Marty's Story - As Told By Two Journalists
Rescued Dog Needs Home, Loving Care
March 31, 2001
By Lisa Mascaro
VAN NUYS -- An emaciated dog that caretakers described as little more than a "bag of bones" and days from death when it was found now needs a place to call home, rescuers said Friday.
Marty, a 10- to 12-year-old Shar-Pei, is improving from one of the worst conditions rescuers have encountered, said the group C.A.R.E. Marty still faces ongoing medical needs, but otherwise is getting increasingly active.
"I've never seen anything like it. It's amazing he's still alive," said Carol Brooke, a member of Cat/Canine Assistance, Referral and Education in Sherman Oaks, and also a receptionist at the animal hospital treating the canine.
"There's so many animals that get dumped in the hills. This is what happens."
Rescuers said two teens hiking in the Box Canyon area found the dog more than a week ago, and brought it to one of the group members known in the neighborhood for saving canines.
Emaciated and dehydrated, the dog had been huddled near a tree, whimpering, the rescuers said. Brooke said carrying the dog was "like carrying a bag of bones down the hill."
After a few days at an animal emergency center, the group brought Marty to the Animal Medical Center in Van Nuys where he has undergone tests, X-rays and a special diet to bring him back to health, Brooke said.
At 16 pounds, he was half the weight a dog his size should be, said Lloyd Pilch, a veterinarian at the Animal Medical Center.
Pilch said in his 25 years as a vet, Marty is the most emaciated dog he's ever seen. "It's a pretty awful condition," he said.
Brooke said the dog suffers from cataracts, needs dental care and is still being tested for other possible medical problems. He also suffers from a skin infection that could take a few weeks to clear, the vet said.
Though Marty will need additional medical attention, she said, he also needs a home.
She suggested a calm environment would be best, and added that the canine is fairly inactive and appears to be house-trained. She expects he could live an additional four to six years.
"He just needs somebody who can pay attention to him," said Brooke. CARE. is seeking tax-deductible donations to help pay for his medical bills, which are expected to reach [in excess of] $1,000, she said. Also, the group will help pay for costs of food and medical care if the dog is taken into a temporary foster home setting.

Problems to solve:
[A] According to the Marty article, how much did Marty weigh when the vet examined him?
[B] List every person the Marty article identifies by full name.
[C] Write the next part of the Marty article, picking up after its last sentence.
The lines that come next have nothing to do with the Marty article.

Supplied information:
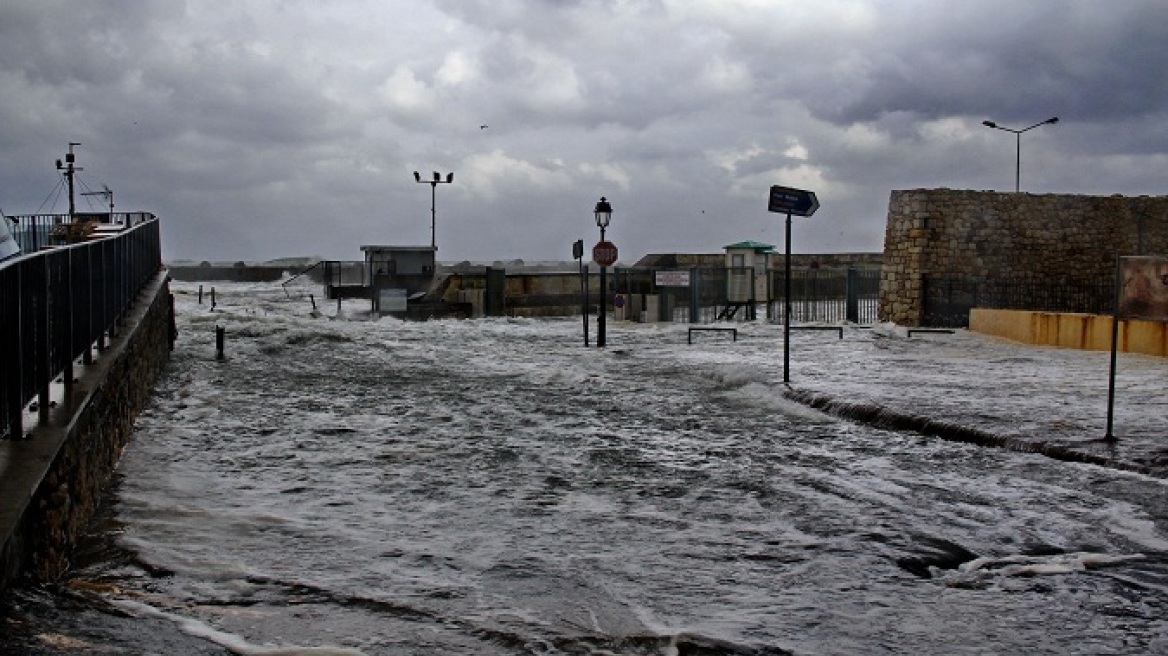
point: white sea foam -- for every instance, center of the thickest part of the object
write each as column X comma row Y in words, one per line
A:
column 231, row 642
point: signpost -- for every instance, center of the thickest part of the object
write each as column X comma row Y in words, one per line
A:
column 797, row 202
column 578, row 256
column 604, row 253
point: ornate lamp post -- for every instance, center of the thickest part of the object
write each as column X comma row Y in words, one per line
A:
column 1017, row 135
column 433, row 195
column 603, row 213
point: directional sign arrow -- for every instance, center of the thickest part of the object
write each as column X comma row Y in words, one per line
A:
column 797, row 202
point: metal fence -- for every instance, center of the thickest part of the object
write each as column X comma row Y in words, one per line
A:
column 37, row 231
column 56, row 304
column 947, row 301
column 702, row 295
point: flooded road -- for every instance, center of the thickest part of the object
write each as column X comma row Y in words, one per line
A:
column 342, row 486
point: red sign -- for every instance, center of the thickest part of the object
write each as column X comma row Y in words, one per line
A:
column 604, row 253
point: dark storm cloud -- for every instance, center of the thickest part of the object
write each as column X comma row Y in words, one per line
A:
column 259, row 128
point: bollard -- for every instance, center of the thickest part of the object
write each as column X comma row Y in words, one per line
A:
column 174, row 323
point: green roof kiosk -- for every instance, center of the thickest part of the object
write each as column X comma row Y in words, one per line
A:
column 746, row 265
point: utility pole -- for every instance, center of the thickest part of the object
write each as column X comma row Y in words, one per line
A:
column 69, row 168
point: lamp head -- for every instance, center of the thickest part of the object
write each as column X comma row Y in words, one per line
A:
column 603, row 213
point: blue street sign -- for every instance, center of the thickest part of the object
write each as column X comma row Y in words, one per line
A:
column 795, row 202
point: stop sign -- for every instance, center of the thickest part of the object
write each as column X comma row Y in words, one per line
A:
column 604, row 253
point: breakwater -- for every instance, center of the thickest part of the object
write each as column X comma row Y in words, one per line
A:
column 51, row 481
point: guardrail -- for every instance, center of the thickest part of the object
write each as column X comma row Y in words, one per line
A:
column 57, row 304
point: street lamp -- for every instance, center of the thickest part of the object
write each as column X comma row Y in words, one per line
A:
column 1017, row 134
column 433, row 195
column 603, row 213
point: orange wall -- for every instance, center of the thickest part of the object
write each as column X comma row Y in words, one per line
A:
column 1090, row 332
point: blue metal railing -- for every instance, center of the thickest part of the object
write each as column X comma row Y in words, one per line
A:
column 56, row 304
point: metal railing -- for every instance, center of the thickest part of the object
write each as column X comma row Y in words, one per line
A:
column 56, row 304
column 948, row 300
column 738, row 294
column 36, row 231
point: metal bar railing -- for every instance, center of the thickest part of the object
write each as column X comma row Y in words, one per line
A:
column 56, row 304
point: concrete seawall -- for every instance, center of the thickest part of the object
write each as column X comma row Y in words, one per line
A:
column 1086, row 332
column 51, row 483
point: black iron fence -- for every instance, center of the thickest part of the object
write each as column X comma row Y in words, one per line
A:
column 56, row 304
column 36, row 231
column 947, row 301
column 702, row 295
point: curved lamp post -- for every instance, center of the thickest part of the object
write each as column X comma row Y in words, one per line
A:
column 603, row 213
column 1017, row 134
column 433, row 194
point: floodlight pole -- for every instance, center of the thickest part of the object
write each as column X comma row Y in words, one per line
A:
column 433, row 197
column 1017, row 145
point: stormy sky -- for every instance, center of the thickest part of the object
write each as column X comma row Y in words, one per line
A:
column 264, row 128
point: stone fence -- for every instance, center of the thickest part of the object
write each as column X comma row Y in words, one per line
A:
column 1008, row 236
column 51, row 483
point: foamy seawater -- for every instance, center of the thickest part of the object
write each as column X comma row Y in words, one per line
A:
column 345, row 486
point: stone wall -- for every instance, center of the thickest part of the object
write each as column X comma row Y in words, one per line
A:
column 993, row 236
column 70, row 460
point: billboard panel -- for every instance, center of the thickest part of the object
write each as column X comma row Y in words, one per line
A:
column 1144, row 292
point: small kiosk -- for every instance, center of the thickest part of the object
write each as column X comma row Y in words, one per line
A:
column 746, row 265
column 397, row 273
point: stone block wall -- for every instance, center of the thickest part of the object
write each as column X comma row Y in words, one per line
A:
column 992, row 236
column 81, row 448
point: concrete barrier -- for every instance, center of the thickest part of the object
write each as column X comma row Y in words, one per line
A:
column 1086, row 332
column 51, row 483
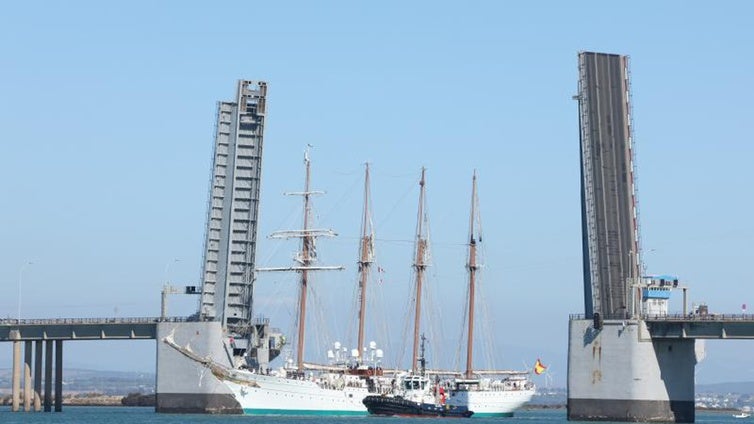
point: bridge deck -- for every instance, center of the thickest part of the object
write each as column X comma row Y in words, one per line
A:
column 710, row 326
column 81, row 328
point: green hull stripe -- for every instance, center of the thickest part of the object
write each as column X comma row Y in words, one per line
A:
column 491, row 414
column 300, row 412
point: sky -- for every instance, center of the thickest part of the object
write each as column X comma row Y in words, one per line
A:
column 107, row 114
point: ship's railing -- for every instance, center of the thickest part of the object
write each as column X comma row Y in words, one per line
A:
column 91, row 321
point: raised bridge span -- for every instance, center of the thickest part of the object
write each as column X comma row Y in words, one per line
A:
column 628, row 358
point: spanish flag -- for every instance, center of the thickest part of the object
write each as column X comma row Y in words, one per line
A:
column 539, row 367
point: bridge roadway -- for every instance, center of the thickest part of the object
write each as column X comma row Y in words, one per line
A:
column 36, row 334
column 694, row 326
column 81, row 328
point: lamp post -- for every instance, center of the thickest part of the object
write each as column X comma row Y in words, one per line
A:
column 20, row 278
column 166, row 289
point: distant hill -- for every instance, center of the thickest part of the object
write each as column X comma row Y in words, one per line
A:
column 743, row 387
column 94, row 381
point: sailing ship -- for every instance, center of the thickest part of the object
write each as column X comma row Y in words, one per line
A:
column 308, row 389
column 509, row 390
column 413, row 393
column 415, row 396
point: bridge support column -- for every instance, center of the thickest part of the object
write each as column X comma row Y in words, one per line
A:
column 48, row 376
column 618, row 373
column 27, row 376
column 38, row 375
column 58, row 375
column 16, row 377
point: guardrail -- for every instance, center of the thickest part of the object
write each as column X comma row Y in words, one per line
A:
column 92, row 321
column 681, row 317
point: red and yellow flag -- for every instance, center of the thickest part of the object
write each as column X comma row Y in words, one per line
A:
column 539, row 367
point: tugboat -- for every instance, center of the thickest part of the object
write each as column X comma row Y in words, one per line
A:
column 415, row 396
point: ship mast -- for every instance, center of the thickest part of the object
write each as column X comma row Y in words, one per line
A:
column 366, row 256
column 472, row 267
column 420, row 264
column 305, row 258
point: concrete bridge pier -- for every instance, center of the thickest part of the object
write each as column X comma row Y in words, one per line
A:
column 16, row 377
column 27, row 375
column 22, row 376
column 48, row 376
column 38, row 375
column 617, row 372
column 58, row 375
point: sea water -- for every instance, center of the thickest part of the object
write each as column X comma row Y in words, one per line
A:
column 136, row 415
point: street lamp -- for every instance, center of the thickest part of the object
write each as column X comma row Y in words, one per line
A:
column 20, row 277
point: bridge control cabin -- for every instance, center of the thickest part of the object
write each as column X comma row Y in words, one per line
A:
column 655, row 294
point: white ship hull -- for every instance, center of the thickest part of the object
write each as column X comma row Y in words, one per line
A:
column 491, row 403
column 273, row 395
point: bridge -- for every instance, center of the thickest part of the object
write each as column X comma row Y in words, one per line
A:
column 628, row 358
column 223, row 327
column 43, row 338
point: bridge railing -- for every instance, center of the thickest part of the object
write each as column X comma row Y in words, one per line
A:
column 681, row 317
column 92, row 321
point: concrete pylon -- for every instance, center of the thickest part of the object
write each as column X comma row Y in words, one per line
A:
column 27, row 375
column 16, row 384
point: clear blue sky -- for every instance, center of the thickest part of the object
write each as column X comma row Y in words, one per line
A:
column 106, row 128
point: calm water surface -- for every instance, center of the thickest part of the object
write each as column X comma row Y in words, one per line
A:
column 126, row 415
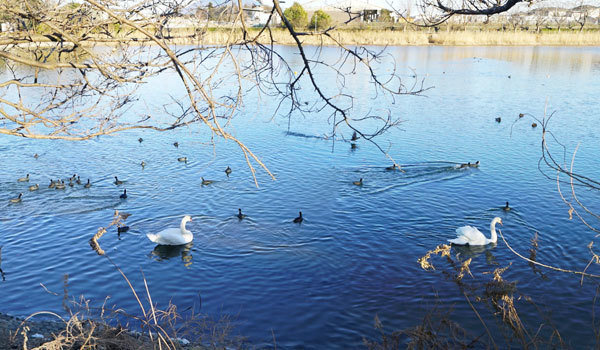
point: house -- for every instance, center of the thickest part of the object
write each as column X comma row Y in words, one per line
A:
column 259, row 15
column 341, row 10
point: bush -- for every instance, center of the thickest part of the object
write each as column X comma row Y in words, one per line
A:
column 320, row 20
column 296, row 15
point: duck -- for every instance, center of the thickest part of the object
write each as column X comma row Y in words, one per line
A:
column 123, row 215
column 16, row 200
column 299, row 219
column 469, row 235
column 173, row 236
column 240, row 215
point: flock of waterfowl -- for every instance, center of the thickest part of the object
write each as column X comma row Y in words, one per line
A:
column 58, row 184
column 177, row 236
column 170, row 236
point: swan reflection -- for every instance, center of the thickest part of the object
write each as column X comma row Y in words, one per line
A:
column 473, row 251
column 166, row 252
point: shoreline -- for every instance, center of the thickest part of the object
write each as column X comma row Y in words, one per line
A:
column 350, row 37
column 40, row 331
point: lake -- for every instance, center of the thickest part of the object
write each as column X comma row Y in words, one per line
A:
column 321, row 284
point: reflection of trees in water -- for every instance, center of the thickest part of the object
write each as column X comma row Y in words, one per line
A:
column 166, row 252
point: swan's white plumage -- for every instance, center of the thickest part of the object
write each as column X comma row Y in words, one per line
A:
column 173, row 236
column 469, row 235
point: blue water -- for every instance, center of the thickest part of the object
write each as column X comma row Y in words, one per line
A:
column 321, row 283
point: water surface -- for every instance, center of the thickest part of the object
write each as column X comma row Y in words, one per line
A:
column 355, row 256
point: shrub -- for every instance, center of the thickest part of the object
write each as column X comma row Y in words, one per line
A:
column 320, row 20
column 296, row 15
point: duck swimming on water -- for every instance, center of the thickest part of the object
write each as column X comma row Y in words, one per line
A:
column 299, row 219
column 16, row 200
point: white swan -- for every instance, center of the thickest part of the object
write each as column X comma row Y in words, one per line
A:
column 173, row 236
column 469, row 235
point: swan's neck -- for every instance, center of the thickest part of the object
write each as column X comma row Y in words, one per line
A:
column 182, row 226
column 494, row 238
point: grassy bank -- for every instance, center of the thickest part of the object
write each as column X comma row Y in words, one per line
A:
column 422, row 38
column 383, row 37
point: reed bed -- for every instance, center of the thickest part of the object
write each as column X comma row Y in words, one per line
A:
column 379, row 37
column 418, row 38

Responses to the exercise:
[A] 16 pounds, half the weight a dog his size should be.

[B] Lisa Mascaro, Carol Brooke, Lloyd Pilch

[C]
"He's really cute," she said. "If he could have a good home to live out his days."
Rejected Canine Returned to Health
May 16, 2001
By Jason Kandel
VAN NUYS -- More than a month after he was found starving in Box Canyon, Marty the shar-pei mix is set to be released to a foster family this week from a Van Nuys animal hospital.
"Before you could count every rib in his body," said Joanna Patrice, vice president of [CARE] a Sherman Oaks animal rescue organization.
"Now he looks solid, and muscular and shiny. He looks firm, strong, young and healthy."
Two unidentified teen-age boys found the starving and cold canine while hiking in the Box Canyon area between the Simi Valley and West Hills/Chatsworth.
They alerted Cat/Canine Assistance Referral and Education , the Sherman Oaks nonprofit organization.
The dog was then taken to the Animal Medical Center in Van Nuys, where he was fed a special diet to bring him back to health. He got his name after a directionless character played by Ernest Borgnine in the 1955 film "Marty."
As many celebrated Marty's comeback, some animal care workers still wonder who were the two teens who rescued the dog, and who abandoned a helpless animal in Box Canyon.........
Marty regained his health and went to live at the C.A.R.E. Sanctuary for several years. He then went home with a C.A.R.E. board member and lived happily there until crossing the Rainbow Bridge in 2007.